───── PAGE TEXT ─────

Unity
is its own virtue. It does not matter whether it leads to good things or bad things, just having a Government of National Unity
is itself a good thing. How do I know this? NPR just told me so.
I'm driving home and make the mistake of turning on the radio. NPR is interviewing a historian (Robert something or other) to discuss the issue of whether all the Clinton "retreads" are really the change Obama promised.* After all, when John F. Kennedy came in he brought a new generation of advisors and (mostly) did not rely on Truman appointees. The historian does a generally good job of pointing out that the Clinton people are still a change from Bush, but then goes off for a ride on the Unity
Pony
and rides straight into stupid.

───── DATA ROWS ─────

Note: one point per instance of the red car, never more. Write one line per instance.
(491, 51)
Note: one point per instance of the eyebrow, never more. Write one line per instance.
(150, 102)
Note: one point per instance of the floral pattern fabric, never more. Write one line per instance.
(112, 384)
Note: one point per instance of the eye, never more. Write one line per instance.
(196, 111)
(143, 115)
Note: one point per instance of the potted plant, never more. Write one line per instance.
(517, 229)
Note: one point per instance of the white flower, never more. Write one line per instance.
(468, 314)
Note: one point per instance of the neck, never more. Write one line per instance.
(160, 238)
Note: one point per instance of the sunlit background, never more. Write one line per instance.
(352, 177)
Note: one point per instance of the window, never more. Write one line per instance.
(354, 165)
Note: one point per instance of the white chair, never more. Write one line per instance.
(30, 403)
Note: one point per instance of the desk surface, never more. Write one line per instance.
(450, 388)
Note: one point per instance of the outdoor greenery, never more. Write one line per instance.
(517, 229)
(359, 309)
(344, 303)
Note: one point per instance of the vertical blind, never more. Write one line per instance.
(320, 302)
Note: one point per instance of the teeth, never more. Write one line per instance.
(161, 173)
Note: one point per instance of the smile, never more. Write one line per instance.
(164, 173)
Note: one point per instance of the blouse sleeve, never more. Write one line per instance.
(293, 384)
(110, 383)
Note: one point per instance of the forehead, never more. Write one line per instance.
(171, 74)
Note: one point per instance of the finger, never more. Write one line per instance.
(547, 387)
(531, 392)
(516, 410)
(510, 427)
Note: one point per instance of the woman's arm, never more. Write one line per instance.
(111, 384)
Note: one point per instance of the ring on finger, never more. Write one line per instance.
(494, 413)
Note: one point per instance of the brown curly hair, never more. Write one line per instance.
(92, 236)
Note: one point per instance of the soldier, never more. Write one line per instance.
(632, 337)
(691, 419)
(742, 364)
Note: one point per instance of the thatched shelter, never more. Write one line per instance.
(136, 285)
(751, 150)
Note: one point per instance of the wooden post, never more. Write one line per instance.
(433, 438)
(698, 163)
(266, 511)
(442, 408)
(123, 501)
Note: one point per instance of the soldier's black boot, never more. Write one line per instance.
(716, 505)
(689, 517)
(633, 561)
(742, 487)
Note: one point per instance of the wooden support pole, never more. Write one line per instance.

─────

◆ YOUR TASKS
**1.** Translate this sentence from the blog post on national unity into Spanish: "I'm driving home and make the mistake of turning on the radio."
**2.** Pick up the blog post on national unity after its last sentence and keep writing it.

◆ RESULTS BY TASK
**1.** Voy manejando a casa y cometo el error de encender la radio.

**2.**
Specifically, the historian said that where Obama is like Kennedy is in his decision to form a Government of National Unity
(or as I like to call it GovNUn for its total emptiness as a governing philosophy). The historian noted that Kennedy brought in a number of Republicans, including Robert McNamara at Defense and McGeorge Bundy to be National Security Advisor. The clear implication from Mr. Historian was that this was a great thing Kennedy did and that Obama is mirroring it. Apparently the fact that McNamara and Bundy are the architects of arguably the greatest foreign policy failure of the U.S. in the 20th Century is irrelevant. Kennedy was brilliant for having selected them because he was above party and built his GovNUn. Obama=Kennedy and so Obama has shown the same level of brilliance.
That this level of brilliance previously left 58,000 Americans dead was irrelevant (and unmentioned).
* It's too early to tell whether this turn of the media, questioning whether Obama really is change (complete with the false comparison to Clinton instead of Bush) is merely a phase or part of a more sinister pattern.
Update: The historian was Robert Dallek and while I couldn't find a transcript, you can listen to the interview here. To be clear, the McNamara/Bundy discussion is not all that is discussed, but it stuck out because of how jarring it was to hear them held up as an example to be followed.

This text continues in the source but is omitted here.